→ **Location labeling records**
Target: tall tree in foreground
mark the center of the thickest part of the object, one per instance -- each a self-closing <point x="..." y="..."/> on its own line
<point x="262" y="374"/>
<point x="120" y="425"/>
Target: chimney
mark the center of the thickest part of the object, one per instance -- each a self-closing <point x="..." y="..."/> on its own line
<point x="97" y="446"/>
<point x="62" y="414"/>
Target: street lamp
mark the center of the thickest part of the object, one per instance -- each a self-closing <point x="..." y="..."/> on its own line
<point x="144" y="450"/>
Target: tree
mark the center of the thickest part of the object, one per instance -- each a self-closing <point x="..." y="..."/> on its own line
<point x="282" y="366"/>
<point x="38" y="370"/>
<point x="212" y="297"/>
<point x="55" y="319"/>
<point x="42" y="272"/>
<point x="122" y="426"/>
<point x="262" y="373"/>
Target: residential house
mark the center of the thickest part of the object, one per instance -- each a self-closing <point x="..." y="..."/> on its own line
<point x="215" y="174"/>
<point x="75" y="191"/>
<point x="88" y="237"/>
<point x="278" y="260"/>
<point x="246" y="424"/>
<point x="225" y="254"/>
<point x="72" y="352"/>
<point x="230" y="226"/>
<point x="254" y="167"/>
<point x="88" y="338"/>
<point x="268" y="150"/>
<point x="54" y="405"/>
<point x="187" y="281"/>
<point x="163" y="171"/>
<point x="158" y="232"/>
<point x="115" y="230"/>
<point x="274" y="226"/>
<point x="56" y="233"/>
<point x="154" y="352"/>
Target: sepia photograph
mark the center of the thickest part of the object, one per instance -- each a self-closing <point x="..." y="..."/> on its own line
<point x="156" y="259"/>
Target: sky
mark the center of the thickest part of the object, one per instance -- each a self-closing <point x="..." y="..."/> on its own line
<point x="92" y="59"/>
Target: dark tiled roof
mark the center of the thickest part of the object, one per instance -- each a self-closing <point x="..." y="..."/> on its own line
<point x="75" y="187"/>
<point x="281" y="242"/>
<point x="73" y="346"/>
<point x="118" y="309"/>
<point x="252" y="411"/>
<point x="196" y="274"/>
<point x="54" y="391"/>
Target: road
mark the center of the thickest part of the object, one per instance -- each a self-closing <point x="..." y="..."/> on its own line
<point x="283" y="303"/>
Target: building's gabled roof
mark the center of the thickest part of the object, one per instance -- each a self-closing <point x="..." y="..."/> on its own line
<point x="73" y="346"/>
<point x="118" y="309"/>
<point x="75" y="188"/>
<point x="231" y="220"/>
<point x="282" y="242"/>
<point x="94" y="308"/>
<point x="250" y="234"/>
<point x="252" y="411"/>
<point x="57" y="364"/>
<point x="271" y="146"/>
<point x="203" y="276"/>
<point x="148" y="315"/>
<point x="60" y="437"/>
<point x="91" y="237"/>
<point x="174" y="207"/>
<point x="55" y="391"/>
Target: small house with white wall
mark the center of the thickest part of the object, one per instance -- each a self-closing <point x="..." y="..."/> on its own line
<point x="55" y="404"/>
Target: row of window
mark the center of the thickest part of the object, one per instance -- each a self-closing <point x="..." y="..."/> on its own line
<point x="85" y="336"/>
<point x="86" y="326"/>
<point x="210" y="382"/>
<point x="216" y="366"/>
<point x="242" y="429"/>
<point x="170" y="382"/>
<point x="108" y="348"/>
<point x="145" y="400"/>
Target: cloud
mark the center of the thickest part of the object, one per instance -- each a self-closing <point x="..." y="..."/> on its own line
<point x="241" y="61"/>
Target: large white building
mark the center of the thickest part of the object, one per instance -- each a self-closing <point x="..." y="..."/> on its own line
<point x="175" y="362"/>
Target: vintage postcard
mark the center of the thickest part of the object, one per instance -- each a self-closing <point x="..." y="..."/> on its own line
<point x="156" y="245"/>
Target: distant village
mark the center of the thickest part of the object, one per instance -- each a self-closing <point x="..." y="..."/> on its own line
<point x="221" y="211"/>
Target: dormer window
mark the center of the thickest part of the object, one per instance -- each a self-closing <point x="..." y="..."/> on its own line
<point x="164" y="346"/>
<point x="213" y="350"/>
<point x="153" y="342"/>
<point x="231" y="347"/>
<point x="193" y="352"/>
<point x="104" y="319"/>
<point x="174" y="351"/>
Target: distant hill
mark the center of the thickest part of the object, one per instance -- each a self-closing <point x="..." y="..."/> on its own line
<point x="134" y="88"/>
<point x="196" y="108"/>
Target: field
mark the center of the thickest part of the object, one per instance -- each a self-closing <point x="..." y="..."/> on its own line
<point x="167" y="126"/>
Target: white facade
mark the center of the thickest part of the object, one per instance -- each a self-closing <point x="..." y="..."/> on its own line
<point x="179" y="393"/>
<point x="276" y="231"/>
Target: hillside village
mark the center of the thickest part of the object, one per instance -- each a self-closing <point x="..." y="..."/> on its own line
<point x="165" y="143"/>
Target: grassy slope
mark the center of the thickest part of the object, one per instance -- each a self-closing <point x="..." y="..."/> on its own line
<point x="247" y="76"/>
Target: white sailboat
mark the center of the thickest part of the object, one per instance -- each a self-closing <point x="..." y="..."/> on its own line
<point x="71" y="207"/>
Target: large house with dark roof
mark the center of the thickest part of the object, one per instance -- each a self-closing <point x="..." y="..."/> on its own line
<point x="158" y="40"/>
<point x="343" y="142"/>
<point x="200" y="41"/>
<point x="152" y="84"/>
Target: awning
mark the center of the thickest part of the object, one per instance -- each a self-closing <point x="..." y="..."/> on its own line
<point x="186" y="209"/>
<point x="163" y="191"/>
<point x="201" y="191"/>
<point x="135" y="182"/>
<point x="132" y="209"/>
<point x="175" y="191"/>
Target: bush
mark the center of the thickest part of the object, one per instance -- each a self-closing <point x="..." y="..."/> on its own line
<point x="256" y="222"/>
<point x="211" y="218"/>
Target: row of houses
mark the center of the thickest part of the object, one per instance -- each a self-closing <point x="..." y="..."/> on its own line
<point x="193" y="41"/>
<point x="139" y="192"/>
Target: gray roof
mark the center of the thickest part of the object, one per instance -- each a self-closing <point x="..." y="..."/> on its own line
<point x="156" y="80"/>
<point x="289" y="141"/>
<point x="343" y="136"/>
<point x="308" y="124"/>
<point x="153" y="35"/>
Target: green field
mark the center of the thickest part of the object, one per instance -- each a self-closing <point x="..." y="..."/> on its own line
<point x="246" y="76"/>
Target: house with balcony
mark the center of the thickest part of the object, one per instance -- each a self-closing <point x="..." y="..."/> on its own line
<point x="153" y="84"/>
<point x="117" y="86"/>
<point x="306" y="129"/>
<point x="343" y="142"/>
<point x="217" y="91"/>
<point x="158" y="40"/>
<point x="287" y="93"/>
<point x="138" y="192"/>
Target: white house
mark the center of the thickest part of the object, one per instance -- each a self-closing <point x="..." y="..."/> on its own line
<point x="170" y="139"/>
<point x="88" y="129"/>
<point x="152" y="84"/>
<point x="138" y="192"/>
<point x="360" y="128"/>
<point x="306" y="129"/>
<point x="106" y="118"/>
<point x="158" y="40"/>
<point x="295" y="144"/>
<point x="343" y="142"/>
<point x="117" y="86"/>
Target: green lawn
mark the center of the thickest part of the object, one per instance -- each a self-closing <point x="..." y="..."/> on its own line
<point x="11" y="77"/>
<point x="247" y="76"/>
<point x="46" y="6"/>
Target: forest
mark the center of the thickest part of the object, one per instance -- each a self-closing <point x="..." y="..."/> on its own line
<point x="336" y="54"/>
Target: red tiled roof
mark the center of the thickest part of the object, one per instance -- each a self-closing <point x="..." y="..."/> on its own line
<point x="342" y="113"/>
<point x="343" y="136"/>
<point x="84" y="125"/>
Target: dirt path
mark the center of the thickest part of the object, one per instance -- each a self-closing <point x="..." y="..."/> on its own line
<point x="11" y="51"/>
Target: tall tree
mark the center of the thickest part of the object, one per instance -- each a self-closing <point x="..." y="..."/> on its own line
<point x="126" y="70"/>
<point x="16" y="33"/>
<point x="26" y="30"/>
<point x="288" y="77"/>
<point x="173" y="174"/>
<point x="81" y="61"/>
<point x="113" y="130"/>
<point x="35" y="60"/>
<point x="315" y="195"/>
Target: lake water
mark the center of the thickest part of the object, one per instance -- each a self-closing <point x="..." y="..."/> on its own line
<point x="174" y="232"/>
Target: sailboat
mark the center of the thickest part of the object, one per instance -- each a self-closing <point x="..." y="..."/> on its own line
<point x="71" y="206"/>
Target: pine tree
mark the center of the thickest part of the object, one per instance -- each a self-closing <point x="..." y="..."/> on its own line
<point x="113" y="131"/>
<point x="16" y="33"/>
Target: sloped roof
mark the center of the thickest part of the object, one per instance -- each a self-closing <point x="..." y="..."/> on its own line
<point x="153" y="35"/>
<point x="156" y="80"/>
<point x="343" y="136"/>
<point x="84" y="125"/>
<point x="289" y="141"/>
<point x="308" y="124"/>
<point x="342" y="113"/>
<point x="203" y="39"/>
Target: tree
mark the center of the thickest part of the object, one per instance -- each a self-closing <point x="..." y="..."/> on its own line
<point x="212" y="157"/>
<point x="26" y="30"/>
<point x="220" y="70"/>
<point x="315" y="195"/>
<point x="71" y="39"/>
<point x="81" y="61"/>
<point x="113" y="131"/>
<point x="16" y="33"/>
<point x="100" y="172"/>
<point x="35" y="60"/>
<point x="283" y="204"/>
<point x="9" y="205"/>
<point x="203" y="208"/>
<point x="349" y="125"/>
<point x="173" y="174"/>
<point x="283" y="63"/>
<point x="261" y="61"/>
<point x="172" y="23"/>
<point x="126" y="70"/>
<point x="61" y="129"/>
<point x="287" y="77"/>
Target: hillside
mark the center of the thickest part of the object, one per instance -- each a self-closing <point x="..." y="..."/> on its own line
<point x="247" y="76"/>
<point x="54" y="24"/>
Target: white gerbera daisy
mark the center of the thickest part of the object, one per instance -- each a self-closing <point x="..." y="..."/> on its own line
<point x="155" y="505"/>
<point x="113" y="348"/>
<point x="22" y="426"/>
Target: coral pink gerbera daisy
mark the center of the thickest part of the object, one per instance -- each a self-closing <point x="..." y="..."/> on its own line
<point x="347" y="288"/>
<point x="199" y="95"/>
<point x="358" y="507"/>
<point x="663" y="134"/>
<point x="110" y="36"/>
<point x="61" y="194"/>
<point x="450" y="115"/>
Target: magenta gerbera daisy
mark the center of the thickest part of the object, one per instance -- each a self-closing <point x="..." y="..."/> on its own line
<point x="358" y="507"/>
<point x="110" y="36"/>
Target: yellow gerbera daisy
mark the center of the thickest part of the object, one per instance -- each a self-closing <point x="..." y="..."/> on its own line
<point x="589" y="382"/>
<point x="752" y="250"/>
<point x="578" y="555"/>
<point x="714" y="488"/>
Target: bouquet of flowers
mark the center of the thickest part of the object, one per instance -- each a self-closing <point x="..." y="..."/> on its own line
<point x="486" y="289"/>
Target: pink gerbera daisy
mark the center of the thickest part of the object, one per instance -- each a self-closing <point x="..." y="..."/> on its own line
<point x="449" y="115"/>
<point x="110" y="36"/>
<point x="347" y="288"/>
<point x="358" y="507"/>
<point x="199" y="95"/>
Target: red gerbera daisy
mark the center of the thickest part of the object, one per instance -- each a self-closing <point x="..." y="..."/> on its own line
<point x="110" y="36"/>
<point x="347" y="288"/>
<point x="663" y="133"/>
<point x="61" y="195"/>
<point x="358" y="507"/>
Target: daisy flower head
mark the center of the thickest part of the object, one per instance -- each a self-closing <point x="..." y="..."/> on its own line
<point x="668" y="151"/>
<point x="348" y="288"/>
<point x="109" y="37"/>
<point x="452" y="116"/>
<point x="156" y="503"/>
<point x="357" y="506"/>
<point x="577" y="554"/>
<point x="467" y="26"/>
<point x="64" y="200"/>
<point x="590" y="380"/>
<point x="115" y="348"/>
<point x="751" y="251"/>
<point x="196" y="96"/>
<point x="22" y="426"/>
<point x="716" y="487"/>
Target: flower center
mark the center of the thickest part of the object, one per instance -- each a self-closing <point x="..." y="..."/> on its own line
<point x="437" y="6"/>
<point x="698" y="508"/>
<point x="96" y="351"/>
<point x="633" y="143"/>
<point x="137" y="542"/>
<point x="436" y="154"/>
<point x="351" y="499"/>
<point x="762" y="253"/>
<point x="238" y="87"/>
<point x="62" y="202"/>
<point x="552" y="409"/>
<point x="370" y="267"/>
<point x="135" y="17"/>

→ **Exercise brief**
Using the material above, extract the line that contains "Target: pink gerbera daisy" and every line after it, exactly as given; stop at the last line.

→ **Solution below**
Target: pink gerbera daisy
mark the center of the thickest part of the object, one per instance -- each a self-closing <point x="..." y="..."/> on its own line
<point x="449" y="115"/>
<point x="110" y="36"/>
<point x="347" y="288"/>
<point x="358" y="507"/>
<point x="199" y="95"/>
Target: red gerbera daisy
mark the center of the thickest part of the object, one per instance -- each a self-closing <point x="..." y="..."/> on its own line
<point x="110" y="36"/>
<point x="347" y="288"/>
<point x="663" y="133"/>
<point x="61" y="195"/>
<point x="358" y="507"/>
Target: daisy flower head
mark the center of the thickest part of the object, one per instance -- each a self-closing <point x="..." y="..."/> on its own line
<point x="668" y="151"/>
<point x="348" y="288"/>
<point x="109" y="37"/>
<point x="452" y="116"/>
<point x="156" y="503"/>
<point x="357" y="506"/>
<point x="577" y="554"/>
<point x="467" y="26"/>
<point x="64" y="200"/>
<point x="590" y="380"/>
<point x="115" y="348"/>
<point x="751" y="251"/>
<point x="196" y="96"/>
<point x="22" y="426"/>
<point x="716" y="487"/>
Target: flower center
mark the center of the thickest part of the object, one per instance -- each a self-closing <point x="..." y="..."/> on its own line
<point x="437" y="6"/>
<point x="698" y="508"/>
<point x="96" y="351"/>
<point x="633" y="143"/>
<point x="137" y="542"/>
<point x="436" y="154"/>
<point x="351" y="499"/>
<point x="762" y="253"/>
<point x="238" y="87"/>
<point x="62" y="202"/>
<point x="552" y="409"/>
<point x="370" y="267"/>
<point x="135" y="17"/>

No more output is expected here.